╭─ Stored records
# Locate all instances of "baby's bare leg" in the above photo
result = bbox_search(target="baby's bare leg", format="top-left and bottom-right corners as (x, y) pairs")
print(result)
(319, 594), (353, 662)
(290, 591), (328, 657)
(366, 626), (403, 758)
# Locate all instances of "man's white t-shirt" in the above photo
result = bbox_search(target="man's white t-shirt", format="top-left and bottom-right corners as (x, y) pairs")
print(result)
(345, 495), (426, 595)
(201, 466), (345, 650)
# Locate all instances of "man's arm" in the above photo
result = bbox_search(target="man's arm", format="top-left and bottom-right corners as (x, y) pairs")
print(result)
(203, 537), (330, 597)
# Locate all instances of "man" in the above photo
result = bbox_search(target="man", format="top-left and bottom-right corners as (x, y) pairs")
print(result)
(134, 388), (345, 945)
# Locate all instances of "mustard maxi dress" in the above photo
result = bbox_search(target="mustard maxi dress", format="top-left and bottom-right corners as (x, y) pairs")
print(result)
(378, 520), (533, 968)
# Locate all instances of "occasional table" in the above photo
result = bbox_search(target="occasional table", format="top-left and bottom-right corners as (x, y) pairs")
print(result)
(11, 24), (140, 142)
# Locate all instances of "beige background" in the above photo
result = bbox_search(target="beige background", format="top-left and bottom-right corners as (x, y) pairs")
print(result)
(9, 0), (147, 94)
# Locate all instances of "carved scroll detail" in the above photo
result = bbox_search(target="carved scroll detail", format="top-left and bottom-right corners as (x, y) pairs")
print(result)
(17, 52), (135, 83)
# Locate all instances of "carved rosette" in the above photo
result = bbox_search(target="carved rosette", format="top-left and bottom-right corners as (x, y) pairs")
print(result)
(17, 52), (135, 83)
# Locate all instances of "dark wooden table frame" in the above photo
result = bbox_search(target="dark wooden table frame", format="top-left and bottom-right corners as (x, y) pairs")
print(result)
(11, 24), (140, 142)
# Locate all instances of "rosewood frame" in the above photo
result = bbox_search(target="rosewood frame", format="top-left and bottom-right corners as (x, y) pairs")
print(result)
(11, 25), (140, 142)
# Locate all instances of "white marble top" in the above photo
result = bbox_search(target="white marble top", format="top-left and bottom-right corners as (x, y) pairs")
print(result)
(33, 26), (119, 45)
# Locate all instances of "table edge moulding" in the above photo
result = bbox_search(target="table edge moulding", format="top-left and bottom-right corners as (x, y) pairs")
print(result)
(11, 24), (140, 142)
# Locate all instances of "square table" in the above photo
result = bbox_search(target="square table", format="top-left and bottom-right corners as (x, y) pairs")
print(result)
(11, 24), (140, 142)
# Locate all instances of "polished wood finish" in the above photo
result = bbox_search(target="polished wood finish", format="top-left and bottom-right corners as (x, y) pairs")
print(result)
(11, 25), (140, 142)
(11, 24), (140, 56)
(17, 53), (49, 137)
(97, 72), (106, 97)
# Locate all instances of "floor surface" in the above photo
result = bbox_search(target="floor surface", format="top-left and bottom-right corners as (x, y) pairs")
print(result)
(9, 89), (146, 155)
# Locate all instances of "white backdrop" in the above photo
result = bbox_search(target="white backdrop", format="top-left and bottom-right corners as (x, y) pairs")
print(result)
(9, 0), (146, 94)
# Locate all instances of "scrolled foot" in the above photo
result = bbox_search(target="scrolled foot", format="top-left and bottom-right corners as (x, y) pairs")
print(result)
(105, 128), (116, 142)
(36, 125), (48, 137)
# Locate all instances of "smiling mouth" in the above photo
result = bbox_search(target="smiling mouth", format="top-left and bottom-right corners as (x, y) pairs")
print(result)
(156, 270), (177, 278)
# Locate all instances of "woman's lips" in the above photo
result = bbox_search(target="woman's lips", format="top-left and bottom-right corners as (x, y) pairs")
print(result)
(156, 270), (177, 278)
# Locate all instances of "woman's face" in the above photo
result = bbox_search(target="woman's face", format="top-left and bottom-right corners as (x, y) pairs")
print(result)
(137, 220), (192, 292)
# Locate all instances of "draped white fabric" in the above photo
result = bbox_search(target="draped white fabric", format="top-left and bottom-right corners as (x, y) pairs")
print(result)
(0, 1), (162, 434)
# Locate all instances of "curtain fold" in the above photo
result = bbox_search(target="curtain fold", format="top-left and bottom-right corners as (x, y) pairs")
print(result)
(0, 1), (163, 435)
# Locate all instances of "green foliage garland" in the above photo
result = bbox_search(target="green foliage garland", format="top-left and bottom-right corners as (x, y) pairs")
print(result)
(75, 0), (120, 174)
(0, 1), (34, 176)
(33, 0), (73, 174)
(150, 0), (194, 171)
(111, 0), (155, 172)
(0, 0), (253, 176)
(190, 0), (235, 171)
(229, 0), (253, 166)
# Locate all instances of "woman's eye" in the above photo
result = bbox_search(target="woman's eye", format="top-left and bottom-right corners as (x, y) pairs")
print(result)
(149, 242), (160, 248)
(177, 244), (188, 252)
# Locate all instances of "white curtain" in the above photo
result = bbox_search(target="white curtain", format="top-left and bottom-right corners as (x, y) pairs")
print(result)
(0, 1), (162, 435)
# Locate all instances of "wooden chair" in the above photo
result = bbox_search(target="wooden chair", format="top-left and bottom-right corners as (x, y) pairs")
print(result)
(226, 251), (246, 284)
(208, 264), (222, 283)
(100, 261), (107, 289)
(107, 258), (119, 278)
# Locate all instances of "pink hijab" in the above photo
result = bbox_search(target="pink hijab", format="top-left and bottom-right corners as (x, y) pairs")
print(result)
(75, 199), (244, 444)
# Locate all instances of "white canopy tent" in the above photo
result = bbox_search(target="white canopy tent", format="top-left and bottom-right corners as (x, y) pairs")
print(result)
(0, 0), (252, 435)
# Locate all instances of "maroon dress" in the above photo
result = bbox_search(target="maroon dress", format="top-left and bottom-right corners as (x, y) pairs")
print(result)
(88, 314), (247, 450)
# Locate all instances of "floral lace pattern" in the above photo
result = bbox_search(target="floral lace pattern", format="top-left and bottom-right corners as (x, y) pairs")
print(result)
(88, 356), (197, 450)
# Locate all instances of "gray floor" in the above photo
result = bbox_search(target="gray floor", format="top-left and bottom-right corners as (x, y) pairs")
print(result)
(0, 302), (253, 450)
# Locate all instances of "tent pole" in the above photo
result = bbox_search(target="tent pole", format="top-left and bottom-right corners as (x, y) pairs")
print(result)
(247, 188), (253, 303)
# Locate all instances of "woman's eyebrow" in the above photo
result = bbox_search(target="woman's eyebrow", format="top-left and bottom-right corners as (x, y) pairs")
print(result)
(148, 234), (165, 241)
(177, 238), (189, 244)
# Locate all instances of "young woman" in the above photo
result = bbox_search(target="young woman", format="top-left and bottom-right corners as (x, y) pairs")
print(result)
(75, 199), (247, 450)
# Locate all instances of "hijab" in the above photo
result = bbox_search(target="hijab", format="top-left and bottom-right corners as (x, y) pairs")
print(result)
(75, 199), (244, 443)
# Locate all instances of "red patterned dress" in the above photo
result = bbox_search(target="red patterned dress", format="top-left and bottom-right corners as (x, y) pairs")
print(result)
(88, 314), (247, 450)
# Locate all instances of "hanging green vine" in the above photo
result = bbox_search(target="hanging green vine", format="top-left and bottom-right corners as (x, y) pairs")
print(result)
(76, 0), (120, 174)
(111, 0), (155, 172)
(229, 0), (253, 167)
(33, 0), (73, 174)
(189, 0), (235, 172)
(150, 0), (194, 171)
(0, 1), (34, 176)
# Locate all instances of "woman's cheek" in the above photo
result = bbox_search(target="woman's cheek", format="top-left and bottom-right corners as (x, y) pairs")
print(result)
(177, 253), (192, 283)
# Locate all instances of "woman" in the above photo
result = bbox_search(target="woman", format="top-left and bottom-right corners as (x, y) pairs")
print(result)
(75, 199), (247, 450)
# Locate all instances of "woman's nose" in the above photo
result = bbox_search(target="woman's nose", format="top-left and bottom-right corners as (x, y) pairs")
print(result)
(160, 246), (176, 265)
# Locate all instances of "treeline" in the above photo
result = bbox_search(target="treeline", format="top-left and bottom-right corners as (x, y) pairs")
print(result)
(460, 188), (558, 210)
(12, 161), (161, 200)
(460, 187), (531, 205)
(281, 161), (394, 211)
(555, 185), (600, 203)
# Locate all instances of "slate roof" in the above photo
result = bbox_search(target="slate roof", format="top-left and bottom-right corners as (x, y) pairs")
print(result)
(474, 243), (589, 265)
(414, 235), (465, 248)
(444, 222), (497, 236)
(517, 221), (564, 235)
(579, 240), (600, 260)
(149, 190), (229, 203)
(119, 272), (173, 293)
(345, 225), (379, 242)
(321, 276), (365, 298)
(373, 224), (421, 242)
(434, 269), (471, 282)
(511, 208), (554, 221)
╰─
### Exercise
Copy out the records word for word, starting at the very beginning and ending with the line that contains "(366, 626), (403, 758)".

### Output of the task
# Locate all instances of "baby's bare leg" in the above photo
result = bbox_search(target="baby's bare leg", format="top-left and bottom-right corners as (x, y) pairs")
print(result)
(319, 594), (353, 662)
(290, 591), (328, 657)
(366, 626), (403, 758)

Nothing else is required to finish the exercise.